**Text segment:**
+===+

The nineties have seen intensification in the rapid insertion of most Asian domestic economies into the emerging global economy, characterized by liberalized trade in goods and services and highly mobile capital.  East Asian countries entered the decade with aggressive export-led growth strategies.  Other major regional players, namely, India and China, pursued over the nineties a rather different growth trail featuring gradual domestic market strengthening and export promotion strategies. As the decade ends, most countries in the region seem determined to thrive as they admirably bounce back from the massive financial withdraw of 1998. Real GDP growth rates range, eg., from 12.3% in the 3rd quarter of 1999 for South Korea to 3.5% for Thailand in the 2nd quarter; and the average annual inflation rate is running at less than 2% in the East-Asia four (Malaysia, Philippines, Korea and Thailand) and is in single digits in Indonesia after peaking at 80% at the end of 1998; industrial production growth is also strong. The regional picture for poverty, education, and health is one of stalled progress. According to recent estimates for the East Asia and Pacific region, excluding China, after reducing the number of people living on less than USD 1 a day from 417.5 m in 1987 to 265.1 m in 1996, the figure rose in 1998 to an estimated 278.3 m. In South Asia the figure has risen from 474.4 m in 1987 to an estimated 522.0 m in 1998.  Public expenditure on health and education as a percentage of GDP for 1994-5 and 1998-99 comparisons has dropped or remained constant in East Asia, with the exception of Thailand where education spending rose when the crisis hit. In this scenario, the over-riding compulsion to eradicate poverty, to confront the demographics of aging populations, and to provide social safety nets to secure sustained growth dynamics, are more pressing than ever.

East/South-East Asian economies have used opportunities offered by globalization and this process seems to have been facilitated by significant liberalization of trade policy regimes which started in the mid-1980s. However, participants at the Dialogue noted that this drive favoured the 'corporate. economy' formed by large-scale and established enterprises at the cost of the 'self-sustaining' economy -- small-scale producers or those engaged in direct extraction of natural resources -- owing to the greater responsiveness of the former to market-driven and regulatory measures.

It also transpired from the debate that changes in competition intensity and world trade patterns due to China's WTO accession would directly affect SHD in the region. Poverty, income distribution and other SHD variables would be negatively impacted in countries that lose domestic and international market share to China and other strong and growing economies in the region, as well as lose opportunities to receive capital, technology, management and technical know-how through diverted FDI. China's expected greater openness will also offer opportunities which need to be better explored.

Recommendations

The following are recommendations for developing countries. international and domestic strategies to achieve SHD objectives. They argue that international economic integration and trade liberalization reinforces the need for:  

·         Rationalizing policy interventions   by asking how a particular international trade or economic integration framework impinges on but can also promote sustainable development. Policy interventions in exporting sectors should distinguish among discreet policy goals . including poverty alleviation, income distribution, human development, and social capital. Also, the instruments used to achieve these goals should make clear reference to the type of occupation and to unregistered or officially unrecognized activities. It should be emphasized that interpreting SHD as an aggregation of goals is a problem that besets equally all attempts to optimally modify policy and market failures under globalization by any of the means usually proposed . direct controls and centralized decision-making at one extreme and pricing schemes, such as taxes and subsidies, at the other. Participants noted that, as it attempts to see globalization and SHD somehow as wholes that are greater than the sum of their parts, society may have a difficult task of choosing among a set, and, sometimes, a substantial set of otherwise discrete goals and associated policy interventions.

+===+

**Provided material:**

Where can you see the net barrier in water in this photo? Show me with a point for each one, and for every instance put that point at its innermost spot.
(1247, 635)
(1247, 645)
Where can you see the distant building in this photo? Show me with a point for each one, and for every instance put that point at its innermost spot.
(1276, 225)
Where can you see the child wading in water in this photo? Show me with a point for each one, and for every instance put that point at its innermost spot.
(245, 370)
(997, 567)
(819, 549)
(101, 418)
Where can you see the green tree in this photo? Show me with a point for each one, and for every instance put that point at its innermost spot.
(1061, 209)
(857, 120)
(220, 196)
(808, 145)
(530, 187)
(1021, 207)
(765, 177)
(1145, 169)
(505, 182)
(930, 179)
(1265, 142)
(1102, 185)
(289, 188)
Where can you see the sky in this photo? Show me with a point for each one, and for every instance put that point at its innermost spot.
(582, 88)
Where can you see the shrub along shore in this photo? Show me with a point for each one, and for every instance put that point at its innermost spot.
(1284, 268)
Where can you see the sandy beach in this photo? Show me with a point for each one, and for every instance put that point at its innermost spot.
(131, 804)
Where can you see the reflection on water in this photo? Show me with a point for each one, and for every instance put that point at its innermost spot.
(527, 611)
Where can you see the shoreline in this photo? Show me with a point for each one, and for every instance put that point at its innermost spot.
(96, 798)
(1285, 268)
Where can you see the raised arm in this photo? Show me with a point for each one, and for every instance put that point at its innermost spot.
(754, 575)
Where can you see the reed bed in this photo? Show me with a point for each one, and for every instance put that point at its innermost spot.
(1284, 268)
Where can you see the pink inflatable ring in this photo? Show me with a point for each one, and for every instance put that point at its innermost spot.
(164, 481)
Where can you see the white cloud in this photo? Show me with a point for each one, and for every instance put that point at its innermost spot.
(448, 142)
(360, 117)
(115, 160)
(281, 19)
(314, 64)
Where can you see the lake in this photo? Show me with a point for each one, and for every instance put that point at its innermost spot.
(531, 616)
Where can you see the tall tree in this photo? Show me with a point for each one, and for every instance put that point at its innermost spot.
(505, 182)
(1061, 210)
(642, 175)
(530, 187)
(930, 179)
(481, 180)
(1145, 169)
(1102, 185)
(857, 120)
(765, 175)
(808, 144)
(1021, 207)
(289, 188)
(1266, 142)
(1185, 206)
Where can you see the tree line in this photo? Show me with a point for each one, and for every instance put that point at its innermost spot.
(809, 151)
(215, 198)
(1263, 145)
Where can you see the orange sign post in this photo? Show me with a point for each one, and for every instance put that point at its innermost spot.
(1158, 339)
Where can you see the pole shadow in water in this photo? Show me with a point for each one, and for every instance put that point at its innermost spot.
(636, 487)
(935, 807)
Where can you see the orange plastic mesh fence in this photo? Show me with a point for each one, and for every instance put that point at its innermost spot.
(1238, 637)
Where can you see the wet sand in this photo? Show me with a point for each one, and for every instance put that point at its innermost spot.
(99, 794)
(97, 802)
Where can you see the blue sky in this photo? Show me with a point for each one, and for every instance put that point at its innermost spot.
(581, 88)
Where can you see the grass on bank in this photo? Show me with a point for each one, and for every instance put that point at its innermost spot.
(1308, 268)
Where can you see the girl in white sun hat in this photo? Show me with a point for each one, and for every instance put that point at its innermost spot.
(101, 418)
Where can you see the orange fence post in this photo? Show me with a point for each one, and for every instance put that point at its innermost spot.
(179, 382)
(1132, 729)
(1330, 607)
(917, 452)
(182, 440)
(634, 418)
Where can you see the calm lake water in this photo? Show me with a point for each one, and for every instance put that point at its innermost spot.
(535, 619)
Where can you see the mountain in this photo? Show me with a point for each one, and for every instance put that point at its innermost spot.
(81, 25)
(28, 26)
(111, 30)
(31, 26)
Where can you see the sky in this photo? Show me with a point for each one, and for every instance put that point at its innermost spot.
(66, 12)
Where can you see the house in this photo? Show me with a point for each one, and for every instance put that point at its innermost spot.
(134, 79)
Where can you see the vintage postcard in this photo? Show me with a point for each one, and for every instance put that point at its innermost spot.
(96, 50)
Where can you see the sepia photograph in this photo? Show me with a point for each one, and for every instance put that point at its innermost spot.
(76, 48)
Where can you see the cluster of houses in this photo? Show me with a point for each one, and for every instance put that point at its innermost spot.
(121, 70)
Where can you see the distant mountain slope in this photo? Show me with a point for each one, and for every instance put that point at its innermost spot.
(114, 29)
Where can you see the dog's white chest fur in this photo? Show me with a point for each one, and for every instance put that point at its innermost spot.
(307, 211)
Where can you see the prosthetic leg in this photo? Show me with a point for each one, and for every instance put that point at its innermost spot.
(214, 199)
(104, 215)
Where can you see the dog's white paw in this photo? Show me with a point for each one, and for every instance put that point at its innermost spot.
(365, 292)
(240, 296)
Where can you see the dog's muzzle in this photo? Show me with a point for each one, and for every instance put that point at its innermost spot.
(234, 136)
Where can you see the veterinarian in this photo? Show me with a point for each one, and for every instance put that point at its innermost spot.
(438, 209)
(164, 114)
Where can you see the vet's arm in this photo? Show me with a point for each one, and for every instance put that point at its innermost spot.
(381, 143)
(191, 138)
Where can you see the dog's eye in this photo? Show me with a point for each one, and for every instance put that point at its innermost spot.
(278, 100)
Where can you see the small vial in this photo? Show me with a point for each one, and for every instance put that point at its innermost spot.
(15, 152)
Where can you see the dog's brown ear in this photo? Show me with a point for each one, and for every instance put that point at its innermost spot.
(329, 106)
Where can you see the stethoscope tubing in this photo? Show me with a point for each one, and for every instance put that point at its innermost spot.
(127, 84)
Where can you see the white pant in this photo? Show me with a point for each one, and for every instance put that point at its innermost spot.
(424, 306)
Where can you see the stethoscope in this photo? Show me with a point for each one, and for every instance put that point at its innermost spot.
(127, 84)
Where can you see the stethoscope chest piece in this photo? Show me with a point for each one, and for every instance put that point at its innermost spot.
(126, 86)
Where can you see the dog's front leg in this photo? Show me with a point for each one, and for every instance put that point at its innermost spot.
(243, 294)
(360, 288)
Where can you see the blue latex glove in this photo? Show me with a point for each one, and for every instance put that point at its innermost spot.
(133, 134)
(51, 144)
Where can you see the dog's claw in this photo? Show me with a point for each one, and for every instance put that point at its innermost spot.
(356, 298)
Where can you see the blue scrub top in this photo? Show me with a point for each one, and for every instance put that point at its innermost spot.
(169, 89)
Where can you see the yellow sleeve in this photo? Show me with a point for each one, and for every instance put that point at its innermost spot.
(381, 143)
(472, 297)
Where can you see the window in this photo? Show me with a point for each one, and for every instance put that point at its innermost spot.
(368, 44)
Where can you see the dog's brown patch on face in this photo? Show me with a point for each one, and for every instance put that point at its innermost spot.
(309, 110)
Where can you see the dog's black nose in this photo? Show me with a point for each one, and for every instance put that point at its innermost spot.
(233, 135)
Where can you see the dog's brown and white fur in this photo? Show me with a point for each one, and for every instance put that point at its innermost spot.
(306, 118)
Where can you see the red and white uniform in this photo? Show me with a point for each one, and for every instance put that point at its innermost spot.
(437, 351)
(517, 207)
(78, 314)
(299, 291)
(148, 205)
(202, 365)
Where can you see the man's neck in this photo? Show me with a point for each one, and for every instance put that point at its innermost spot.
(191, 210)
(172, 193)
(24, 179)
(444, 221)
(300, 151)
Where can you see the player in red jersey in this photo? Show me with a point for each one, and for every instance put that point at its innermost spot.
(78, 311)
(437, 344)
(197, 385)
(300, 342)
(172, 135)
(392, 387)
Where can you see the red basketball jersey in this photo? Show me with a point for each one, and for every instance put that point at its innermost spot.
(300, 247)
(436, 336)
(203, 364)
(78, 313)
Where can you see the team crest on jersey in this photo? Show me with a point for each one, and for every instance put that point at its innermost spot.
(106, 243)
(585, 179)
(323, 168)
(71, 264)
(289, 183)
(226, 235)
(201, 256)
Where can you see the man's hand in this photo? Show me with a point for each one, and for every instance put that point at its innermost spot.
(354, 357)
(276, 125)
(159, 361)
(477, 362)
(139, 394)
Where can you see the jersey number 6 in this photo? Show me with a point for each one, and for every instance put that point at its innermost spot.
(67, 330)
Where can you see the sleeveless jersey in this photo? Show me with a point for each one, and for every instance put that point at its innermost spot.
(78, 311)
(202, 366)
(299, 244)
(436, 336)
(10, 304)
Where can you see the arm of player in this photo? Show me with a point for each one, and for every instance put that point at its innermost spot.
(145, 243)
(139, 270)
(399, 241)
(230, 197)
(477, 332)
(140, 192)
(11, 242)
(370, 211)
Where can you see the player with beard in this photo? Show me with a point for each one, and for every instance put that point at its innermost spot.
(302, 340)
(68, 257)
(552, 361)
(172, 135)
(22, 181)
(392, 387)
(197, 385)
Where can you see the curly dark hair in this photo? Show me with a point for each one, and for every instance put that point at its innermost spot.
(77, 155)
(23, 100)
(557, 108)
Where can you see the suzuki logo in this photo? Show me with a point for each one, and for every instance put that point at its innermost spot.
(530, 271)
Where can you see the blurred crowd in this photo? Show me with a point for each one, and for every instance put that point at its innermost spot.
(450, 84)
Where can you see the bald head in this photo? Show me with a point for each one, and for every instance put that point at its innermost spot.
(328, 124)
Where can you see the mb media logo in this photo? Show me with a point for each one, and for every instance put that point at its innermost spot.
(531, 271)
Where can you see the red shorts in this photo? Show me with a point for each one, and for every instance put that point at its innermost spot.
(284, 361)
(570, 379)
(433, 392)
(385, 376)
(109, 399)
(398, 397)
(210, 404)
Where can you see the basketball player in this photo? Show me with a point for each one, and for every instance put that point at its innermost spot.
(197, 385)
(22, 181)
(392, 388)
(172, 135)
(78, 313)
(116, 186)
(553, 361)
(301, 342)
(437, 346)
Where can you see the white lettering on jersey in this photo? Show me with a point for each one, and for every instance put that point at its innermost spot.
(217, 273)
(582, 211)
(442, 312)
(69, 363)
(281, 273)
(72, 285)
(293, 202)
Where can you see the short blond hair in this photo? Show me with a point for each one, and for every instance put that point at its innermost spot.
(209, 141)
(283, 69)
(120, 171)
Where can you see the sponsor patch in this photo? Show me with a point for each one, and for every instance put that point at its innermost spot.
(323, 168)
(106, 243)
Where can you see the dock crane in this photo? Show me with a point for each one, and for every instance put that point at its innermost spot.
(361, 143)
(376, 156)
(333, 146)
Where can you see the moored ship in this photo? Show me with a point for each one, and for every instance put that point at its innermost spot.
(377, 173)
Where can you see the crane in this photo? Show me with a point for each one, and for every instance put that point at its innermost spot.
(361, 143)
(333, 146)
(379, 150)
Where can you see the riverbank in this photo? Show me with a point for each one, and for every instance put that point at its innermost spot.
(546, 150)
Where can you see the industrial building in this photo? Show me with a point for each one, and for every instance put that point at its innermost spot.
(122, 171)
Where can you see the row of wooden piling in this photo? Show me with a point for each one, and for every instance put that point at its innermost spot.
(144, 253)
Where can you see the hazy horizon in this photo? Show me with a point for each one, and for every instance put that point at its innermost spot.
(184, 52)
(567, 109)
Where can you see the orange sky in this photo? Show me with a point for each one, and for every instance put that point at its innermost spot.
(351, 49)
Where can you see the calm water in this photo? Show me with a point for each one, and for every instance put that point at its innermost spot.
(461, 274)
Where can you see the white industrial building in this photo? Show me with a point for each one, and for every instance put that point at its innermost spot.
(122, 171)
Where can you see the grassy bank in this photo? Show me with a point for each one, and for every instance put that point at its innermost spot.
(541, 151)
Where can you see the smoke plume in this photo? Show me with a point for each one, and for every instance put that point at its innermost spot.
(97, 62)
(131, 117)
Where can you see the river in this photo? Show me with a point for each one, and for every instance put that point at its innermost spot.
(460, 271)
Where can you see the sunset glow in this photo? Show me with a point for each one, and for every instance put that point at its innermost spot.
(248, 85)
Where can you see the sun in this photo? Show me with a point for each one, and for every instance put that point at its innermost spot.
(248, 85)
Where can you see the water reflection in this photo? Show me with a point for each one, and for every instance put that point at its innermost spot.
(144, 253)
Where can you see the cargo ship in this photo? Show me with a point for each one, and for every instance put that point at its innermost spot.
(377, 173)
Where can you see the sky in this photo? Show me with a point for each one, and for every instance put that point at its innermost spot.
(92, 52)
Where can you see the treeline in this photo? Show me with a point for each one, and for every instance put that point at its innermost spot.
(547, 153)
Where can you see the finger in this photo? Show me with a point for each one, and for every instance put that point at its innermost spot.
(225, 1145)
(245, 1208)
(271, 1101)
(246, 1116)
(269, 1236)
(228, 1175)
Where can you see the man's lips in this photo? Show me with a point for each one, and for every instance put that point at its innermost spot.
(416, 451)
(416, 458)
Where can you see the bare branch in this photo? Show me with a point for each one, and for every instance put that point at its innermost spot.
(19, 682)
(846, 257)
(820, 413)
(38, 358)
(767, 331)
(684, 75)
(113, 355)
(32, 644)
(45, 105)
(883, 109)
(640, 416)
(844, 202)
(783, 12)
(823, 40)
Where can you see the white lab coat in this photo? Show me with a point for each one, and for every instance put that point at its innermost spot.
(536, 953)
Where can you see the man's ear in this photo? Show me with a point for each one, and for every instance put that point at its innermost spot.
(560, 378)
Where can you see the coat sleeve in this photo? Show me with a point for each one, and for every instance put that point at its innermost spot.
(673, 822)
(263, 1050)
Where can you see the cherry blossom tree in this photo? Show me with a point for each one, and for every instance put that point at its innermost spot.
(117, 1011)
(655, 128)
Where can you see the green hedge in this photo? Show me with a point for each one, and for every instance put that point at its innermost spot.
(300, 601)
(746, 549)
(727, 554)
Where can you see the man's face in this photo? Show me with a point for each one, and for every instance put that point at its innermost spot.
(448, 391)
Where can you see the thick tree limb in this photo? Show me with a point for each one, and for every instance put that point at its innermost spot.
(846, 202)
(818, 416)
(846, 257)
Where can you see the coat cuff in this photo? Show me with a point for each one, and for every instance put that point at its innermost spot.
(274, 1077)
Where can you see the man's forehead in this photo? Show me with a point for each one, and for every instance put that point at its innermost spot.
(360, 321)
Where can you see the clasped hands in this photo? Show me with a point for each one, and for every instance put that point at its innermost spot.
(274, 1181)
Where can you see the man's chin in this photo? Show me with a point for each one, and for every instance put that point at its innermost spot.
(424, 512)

+===+

**Brief 1:**
Set down the passage on Asian economies and globalization above word for word, starting at "It also transpired" and ending at "be better explored.".
**Brief 2:**
List each line of the entries above that contains the word "industrial", matching case exactly.

**Task answer 1:**
It also transpired from the debate that changes in competition intensity and world trade patterns due to China's WTO accession would directly affect SHD in the region. Poverty, income distribution and other SHD variables would be negatively impacted in countries that lose domestic and international market share to China and other strong and growing economies in the region, as well as lose opportunities to receive capital, technology, management and technical know-how through diverted FDI. China's expected greater openness will also offer opportunities which need to be better explored.

**Task answer 2:**
Where can you see the industrial building in this photo? Show me with a point for each one, and for every instance put that point at its innermost spot.
Where can you see the white industrial building in this photo? Show me with a point for each one, and for every instance put that point at its innermost spot.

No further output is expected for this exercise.